::: Records
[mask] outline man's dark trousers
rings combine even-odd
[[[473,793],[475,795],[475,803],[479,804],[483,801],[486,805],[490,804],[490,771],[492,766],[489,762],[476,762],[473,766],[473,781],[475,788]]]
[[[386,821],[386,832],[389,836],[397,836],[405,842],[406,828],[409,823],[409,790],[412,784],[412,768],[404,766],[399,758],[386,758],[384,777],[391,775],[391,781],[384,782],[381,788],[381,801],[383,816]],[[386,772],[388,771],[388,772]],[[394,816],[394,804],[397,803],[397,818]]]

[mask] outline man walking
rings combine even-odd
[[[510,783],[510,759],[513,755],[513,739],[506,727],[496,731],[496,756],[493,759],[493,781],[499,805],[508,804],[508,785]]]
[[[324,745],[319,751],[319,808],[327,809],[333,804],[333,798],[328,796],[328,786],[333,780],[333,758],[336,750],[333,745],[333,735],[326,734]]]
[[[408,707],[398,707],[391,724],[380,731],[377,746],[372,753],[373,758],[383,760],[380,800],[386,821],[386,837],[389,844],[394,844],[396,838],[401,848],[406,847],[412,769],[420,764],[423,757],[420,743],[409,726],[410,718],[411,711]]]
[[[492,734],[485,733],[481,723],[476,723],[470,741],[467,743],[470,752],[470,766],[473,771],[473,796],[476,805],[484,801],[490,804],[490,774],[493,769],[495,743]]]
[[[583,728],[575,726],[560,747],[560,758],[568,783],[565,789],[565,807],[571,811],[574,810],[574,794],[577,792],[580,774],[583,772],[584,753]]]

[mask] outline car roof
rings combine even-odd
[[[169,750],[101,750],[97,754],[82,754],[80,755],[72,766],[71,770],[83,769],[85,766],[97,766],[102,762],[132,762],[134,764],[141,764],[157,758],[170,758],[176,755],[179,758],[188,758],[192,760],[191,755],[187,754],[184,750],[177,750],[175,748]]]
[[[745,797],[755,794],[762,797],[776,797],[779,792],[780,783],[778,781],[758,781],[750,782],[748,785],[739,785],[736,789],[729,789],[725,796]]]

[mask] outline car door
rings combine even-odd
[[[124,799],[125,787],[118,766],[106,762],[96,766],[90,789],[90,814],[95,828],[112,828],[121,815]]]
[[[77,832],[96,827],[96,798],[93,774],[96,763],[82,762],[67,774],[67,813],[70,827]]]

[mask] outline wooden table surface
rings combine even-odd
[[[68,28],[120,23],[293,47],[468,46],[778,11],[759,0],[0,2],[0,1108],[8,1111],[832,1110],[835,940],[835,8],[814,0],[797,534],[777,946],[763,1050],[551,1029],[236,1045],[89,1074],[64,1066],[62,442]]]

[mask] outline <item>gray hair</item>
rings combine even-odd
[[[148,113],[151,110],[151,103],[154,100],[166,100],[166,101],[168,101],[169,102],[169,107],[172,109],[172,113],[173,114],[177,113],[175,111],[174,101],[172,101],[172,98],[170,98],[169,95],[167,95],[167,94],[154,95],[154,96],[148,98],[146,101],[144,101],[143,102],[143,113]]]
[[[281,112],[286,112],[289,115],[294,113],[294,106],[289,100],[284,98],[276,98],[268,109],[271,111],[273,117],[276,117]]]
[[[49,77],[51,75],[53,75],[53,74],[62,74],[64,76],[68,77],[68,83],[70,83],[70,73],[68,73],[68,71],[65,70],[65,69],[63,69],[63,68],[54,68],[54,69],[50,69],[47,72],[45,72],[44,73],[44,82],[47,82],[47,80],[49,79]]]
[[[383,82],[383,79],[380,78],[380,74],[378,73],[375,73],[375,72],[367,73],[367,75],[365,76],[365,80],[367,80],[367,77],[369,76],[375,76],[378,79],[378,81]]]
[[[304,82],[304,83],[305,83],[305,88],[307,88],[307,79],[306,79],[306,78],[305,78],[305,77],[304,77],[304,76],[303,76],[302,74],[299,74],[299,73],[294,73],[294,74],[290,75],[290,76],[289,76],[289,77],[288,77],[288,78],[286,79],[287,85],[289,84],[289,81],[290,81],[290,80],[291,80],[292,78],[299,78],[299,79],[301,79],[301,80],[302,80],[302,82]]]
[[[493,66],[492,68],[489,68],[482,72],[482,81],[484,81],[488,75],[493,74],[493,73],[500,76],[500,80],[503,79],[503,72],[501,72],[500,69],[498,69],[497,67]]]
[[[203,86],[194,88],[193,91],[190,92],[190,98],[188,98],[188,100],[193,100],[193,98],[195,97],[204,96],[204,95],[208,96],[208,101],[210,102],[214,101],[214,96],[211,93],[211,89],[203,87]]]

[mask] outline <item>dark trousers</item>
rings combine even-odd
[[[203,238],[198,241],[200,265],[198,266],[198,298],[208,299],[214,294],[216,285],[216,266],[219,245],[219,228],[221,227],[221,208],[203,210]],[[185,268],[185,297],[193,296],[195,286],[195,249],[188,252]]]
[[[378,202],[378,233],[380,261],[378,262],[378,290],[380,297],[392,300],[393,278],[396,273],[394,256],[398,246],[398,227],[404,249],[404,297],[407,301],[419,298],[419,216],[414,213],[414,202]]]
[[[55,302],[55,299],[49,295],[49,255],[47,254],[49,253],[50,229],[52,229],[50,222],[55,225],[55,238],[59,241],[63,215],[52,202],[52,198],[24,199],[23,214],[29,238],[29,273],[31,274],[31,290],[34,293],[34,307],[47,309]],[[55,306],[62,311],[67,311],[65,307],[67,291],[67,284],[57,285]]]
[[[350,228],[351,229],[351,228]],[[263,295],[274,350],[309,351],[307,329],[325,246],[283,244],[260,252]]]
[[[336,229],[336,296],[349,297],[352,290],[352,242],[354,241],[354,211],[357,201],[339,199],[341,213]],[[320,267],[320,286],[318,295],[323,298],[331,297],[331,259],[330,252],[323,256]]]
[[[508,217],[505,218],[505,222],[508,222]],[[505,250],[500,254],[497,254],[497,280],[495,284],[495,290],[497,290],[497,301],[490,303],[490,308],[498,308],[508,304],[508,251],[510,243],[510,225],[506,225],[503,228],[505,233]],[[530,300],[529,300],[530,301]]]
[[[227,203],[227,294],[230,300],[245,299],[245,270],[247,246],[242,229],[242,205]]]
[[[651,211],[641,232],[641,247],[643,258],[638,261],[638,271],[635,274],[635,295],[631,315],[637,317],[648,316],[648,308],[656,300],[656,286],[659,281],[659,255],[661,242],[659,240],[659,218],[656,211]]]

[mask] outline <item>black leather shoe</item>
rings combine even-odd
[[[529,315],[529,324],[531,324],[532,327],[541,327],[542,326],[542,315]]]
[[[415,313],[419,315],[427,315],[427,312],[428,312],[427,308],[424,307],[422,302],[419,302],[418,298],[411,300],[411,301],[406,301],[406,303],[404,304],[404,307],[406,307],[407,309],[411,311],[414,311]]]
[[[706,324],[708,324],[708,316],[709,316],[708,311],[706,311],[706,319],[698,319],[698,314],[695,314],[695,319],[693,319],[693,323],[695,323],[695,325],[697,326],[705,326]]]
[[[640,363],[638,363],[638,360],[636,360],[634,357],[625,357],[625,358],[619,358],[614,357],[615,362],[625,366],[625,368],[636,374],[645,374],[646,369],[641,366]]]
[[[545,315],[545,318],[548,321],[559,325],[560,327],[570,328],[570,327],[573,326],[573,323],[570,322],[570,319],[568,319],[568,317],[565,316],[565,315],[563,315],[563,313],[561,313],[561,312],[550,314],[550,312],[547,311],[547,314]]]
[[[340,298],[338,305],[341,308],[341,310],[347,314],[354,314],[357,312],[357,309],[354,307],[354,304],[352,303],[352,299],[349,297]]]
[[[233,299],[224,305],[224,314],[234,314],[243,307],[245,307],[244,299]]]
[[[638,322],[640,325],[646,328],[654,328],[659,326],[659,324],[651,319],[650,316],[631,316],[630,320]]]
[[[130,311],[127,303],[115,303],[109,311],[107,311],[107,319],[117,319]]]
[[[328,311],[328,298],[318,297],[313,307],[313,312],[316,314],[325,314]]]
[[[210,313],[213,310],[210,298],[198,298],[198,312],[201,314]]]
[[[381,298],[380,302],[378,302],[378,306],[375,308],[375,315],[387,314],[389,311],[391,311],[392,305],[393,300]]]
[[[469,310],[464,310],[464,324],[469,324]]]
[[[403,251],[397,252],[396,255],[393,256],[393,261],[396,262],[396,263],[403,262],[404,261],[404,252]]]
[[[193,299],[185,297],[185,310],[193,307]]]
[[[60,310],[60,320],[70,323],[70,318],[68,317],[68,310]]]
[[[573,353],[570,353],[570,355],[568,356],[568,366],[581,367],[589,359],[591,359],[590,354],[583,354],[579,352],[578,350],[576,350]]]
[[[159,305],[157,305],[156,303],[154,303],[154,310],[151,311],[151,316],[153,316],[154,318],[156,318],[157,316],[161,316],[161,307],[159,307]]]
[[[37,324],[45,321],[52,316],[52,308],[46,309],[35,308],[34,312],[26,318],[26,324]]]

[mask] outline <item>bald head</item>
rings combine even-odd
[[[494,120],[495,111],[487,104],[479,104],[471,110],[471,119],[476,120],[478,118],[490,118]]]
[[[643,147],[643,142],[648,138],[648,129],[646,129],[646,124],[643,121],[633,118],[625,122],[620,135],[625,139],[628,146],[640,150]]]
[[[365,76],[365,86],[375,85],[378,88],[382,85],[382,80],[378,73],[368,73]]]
::::::
**About this exercise:** Would you count the lines in the data that include the word "dark" and reply with only the number?

**Solution to the problem:** 2